§ **WHAT NEEDS TO BE DONE**: Repeat the listing in full. Nothing may be added or left out.
--*--
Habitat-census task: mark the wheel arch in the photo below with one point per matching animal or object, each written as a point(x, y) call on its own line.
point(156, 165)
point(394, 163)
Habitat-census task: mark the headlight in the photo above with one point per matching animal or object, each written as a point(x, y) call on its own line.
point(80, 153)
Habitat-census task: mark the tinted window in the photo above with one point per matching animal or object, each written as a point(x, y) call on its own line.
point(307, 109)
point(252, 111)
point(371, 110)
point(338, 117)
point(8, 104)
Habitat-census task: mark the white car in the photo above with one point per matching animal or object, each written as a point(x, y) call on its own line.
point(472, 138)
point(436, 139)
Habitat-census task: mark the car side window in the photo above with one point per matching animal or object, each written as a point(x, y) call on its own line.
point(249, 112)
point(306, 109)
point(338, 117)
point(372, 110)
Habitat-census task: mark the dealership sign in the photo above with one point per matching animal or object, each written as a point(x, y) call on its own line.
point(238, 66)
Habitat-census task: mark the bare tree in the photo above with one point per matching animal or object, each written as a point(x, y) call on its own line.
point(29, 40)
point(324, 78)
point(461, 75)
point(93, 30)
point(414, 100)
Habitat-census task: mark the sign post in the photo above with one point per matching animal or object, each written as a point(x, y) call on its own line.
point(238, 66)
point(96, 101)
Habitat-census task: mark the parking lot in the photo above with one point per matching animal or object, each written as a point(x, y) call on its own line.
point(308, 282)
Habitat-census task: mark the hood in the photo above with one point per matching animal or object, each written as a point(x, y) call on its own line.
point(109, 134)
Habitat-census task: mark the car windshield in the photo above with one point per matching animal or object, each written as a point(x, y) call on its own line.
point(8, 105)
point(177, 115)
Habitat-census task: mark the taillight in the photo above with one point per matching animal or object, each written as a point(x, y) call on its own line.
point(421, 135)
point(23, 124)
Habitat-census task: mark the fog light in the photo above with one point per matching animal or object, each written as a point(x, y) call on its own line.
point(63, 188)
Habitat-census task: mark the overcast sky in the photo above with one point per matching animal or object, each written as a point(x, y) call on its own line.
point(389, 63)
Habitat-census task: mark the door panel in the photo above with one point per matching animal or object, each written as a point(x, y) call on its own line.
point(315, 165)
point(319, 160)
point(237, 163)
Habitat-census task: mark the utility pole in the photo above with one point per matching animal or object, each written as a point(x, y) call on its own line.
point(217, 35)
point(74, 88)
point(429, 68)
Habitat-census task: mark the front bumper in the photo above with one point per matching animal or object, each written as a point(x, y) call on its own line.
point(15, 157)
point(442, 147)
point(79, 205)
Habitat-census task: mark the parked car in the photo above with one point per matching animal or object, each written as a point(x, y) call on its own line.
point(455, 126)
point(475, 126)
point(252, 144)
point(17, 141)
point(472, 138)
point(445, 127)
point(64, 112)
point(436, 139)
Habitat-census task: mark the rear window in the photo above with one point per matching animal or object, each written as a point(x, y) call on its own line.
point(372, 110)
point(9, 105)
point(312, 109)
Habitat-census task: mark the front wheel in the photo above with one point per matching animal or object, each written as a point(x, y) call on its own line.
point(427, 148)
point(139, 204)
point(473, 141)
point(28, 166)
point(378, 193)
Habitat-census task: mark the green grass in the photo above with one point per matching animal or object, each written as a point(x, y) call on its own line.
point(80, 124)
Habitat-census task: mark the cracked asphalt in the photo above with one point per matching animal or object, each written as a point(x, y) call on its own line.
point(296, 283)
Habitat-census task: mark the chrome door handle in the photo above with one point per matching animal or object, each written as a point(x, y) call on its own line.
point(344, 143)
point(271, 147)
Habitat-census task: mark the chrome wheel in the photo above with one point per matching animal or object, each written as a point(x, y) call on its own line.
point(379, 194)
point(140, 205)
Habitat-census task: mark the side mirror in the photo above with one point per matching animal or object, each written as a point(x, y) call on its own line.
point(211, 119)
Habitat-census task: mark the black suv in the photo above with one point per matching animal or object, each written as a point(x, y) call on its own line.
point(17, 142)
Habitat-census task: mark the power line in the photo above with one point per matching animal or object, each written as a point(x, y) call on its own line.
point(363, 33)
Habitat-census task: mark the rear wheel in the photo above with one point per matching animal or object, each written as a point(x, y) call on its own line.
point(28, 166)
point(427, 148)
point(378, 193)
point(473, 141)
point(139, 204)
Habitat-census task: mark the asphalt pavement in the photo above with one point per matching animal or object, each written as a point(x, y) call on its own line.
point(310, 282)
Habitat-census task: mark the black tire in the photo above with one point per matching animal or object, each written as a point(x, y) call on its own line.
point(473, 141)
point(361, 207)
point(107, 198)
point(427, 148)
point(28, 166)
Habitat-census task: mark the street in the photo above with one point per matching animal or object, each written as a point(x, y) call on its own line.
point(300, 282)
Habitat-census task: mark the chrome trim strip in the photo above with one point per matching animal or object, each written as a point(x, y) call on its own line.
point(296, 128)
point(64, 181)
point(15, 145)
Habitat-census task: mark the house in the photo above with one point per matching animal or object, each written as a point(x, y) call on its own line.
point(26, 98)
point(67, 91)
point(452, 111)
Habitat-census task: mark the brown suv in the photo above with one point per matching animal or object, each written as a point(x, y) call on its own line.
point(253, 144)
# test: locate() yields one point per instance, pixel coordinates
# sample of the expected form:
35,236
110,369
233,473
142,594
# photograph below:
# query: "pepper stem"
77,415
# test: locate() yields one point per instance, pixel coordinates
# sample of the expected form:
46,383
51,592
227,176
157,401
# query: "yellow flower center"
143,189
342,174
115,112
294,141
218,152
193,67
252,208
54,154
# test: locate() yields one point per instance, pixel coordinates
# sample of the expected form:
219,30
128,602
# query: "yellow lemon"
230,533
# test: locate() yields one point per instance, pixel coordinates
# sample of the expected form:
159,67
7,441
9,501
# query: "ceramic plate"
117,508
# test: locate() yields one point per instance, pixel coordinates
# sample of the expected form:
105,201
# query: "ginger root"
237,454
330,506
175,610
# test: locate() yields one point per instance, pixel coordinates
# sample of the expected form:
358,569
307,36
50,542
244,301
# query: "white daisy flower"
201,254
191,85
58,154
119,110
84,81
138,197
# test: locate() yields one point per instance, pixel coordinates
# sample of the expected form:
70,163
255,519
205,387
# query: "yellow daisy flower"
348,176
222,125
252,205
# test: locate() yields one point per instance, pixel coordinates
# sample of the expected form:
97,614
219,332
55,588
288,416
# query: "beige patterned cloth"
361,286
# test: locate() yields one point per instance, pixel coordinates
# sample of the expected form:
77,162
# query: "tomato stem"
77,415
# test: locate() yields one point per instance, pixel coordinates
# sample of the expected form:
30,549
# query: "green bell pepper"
--*--
§ **ANSWER SPACE**:
Habitat-census task: mark the wheel arch in the photo below with one point per matching animal or object, each written as a point(x, y) call on its own line.
point(156, 165)
point(394, 163)
Habitat-census task: mark the headlight in the photo above with one point per matching animal or object, each written as a point(x, y) call on its own line.
point(80, 153)
Habitat-census task: mark the tinted window in the photo above with one point per matching animal or object, each written as a point(x, y) call on its own line.
point(307, 109)
point(252, 111)
point(371, 110)
point(338, 117)
point(8, 104)
Habitat-census task: mark the white car in the photo above with one point per matching animal or object, each written as a point(x, y) call on its own line.
point(472, 138)
point(436, 139)
Habitat-census task: mark the car side window in the photo above with one point per matching animal or object, each written as a point(x, y) call on its own line.
point(249, 112)
point(306, 109)
point(338, 117)
point(372, 110)
Habitat-census task: mark the dealership sign in the photo above with one point per matching animal or object, each written as a point(x, y) call on its own line.
point(238, 66)
Habitat-census task: mark the bare tree in the photo above with one point per matching animal or object, each written as a point(x, y) call on its own line.
point(29, 40)
point(324, 78)
point(461, 75)
point(93, 30)
point(414, 100)
Habitat-census task: mark the sign post in the photo above with one point per matching animal or object, each written as a point(x, y) call on its own line.
point(238, 66)
point(96, 101)
Habitat-census task: mark the parking lot in the photo above with one point per matching animal or object, each written as a point(x, y) call on its own line.
point(308, 282)
Habitat-census task: mark the hood in the photo above with one point per matching animal or object, each written as a point(x, y) call on its own line.
point(109, 134)
Habitat-census task: mark the car windshield in the photo above with one point per matching animal or object, each written as a point(x, y) call on its own line.
point(8, 105)
point(177, 115)
Habitat-census task: mark the taillight in the photo above with one point per matching animal or object, each written as a point(x, y) call on its own line.
point(421, 135)
point(23, 124)
Habitat-census task: mark the fog light in the photo above with one point per matching animal or object, each written as a point(x, y) call on its own line.
point(63, 188)
Habitat-census task: mark the overcast sky in the photo above with one point per matching animal or object, each written as a point(x, y) call on its own line.
point(389, 63)
Habitat-census task: mark the door panel in the photo above with one point per matching animal or object, each written as a point(x, y) call on its own line.
point(315, 165)
point(319, 160)
point(237, 163)
Habitat-census task: mark the utility pole in the photo above with one point per matching animal or object, each written as a point(x, y) call on its own line.
point(217, 35)
point(74, 88)
point(429, 68)
Habitat-census task: mark the front bumper in the photo above with one point per matching animal or object, each written as a point(x, y) call on its own line.
point(15, 157)
point(442, 147)
point(79, 205)
Habitat-census task: mark the parked car in the photo above with one point per matching animal or object, each written as a point(x, y) call on its own line.
point(455, 126)
point(475, 126)
point(252, 144)
point(17, 141)
point(472, 138)
point(445, 127)
point(64, 112)
point(436, 139)
Habitat-census task: mark the rear window in the photo above with one point per matching animal or object, each written as a point(x, y) call on its own line.
point(372, 110)
point(9, 105)
point(312, 109)
Habitat-census task: mark the front wheel in the photo above with one point per matching animal or object, each written as a point(x, y) call on its own line.
point(427, 148)
point(139, 204)
point(473, 141)
point(28, 166)
point(378, 193)
Habitat-census task: mark the green grass in the photo above with one point per matching animal or object, each written as a point(x, y) call on its own line.
point(80, 124)
Habitat-census task: mark the cracked asphalt in the photo above with one point per matching animal or object, each written as a point(x, y) call on its own line.
point(296, 283)
Habitat-census task: mark the chrome door handle in the photo above with one point per matching animal or object, each written as a point(x, y) call on its own line.
point(344, 143)
point(271, 147)
Habitat-census task: mark the chrome wheel in the photo above with one point per matching animal or object, each written as a point(x, y) call on its own line.
point(379, 194)
point(140, 205)
Habitat-census task: mark the side mirror in the photo above with one point per matching animal or object, each written as a point(x, y) call on its own line.
point(211, 119)
Habitat-census task: mark the black suv in the photo above with one point per matching animal or object, each written as a point(x, y) call on its own line.
point(17, 142)
Habitat-census task: mark the power line in the photo above with one point per matching animal or object, each written as a point(x, y) call on its own line.
point(363, 33)
Habitat-census task: mark the rear wheel in the photo above with one point per matching animal or object, each written as a point(x, y) call on its own line.
point(28, 166)
point(427, 148)
point(378, 193)
point(473, 141)
point(139, 204)
Habitat-census task: mark the asphalt pavement in the photo above with one point per matching animal or object, each written as a point(x, y) call on its own line.
point(310, 282)
Habitat-census task: mark the black tire in the photo above with one point per matching animal or object, each written as a point(x, y) call on its own line.
point(473, 141)
point(361, 207)
point(107, 198)
point(427, 148)
point(28, 166)
Habitat-census task: mark the street in the photo above with one point per matching animal or object, each written as a point(x, y) call on its own line.
point(300, 282)
Habitat-census task: mark the chrome trim strip in the photo above with one point per matching animal or object, each written as a point(x, y) call on its own line.
point(296, 128)
point(64, 181)
point(15, 145)
Habitat-census task: mark the house in the photo above with one point per matching animal or object, each written as a point(x, y) call on its own line.
point(26, 98)
point(67, 91)
point(452, 111)
Habitat-census task: mark the brown suv in the photo above with one point per matching animal or object, each written as a point(x, y) call on its own line.
point(253, 144)
# test: locate() yields one point per instance, pixel coordinates
# sample of the expected form:
35,236
110,369
233,473
142,594
# photograph below:
# query: "pepper stem"
77,415
# test: locate() yields one point per instance, pixel coordinates
# sample of the expected form:
46,383
51,592
227,176
157,401
# query: "yellow flower center"
143,189
342,174
115,112
294,141
218,152
193,67
252,208
54,154
# test: locate() yields one point per instance, pixel coordinates
# sample of the expected form:
219,30
128,602
# query: "yellow lemon"
230,533
# test: locate() yields one point per instance, pixel coordinates
# sample of the expected form:
159,67
7,441
9,501
# query: "ceramic plate"
117,508
# test: locate() yields one point per instance, pixel coordinates
# sample of the expected form:
105,201
# query: "ginger root"
237,454
330,506
175,610
# test: locate() yields one point per instance, pixel coordinates
# sample of the expected form:
358,569
307,36
50,542
244,301
# query: "white daisy flower"
201,254
191,85
58,154
119,110
84,81
138,197
# test: locate() yields one point per instance, pixel coordinates
# sample of the expected form:
70,163
255,519
205,387
# query: "yellow daisy flower"
348,176
222,125
252,205
# test: locate() yields one point per instance, pixel coordinates
# sample of the expected form:
97,614
219,332
55,588
288,416
# query: "beige patterned cloth"
361,286
# test: locate() yields one point per instance, pixel coordinates
# sample of the expected form:
77,162
# query: "tomato stem"
77,415
# test: locate() yields one point per instance, pixel coordinates
# sample of the expected form:
30,549
# query: "green bell pepper"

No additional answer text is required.